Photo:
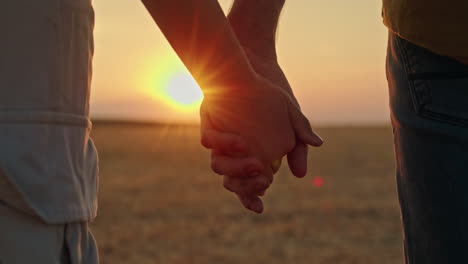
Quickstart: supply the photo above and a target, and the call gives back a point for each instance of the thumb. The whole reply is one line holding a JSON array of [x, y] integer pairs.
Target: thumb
[[302, 127]]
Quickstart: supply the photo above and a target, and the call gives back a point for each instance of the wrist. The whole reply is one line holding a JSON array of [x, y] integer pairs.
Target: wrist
[[254, 23]]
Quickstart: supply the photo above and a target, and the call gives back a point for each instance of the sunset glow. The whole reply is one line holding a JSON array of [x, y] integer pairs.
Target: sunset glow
[[183, 90]]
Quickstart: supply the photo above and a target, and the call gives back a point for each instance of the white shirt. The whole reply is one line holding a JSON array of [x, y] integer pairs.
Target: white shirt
[[46, 155]]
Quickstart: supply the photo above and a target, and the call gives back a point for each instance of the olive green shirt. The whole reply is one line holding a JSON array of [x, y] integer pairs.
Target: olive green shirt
[[439, 26]]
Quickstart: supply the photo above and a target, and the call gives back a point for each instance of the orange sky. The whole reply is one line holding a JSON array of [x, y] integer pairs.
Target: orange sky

_WHAT THIS TASK INVOLVES:_ Change every "integer pairs" in the lines above to "coordinate pairs" and write out all of the lines again, leaving the rest as it is. Omit the pictures.

_RESPONSE:_
Photo:
Quickstart: supply the photo above and a target, and the call gives back a point for each instance of the thumb. The whole reply is one line holding a JSON array of [x, y] coordinate pairs.
Target: thumb
[[302, 127]]
Quickstart: supply the photo above and a target, and the call gives back a point for each instance of the wrist. The whole reply is one line holding a JSON array of [x, y] coordinate pairs.
Target: wrist
[[254, 23]]
Quickstart: supply the photo above and a target, and the call gives back a point for each instance of the sunset glow. The whole reply is one line holding a JSON array of [x, y] coordinate pairs.
Target: sunset glow
[[183, 90]]
Quickstart: supply the photo above and a target, and the call gives back a point for each instance of the white shirt. The whole reply is one line holding a JSON array of [x, y] coordinate pairs.
Target: white shirt
[[46, 155]]
Quickstart: supply the photo above and a target, and the call gives back a point for each instance of the olive green shirt. The whole reply is one line holding a JSON array of [x, y] coordinate pairs.
Target: olive green shirt
[[439, 26]]
Quickstart: supply the photo above and a target, and the call gives back a point for each instance of the orange sky. The whole reply is one line holding a JSON array of [x, y] coordinate pairs.
Target: orange sky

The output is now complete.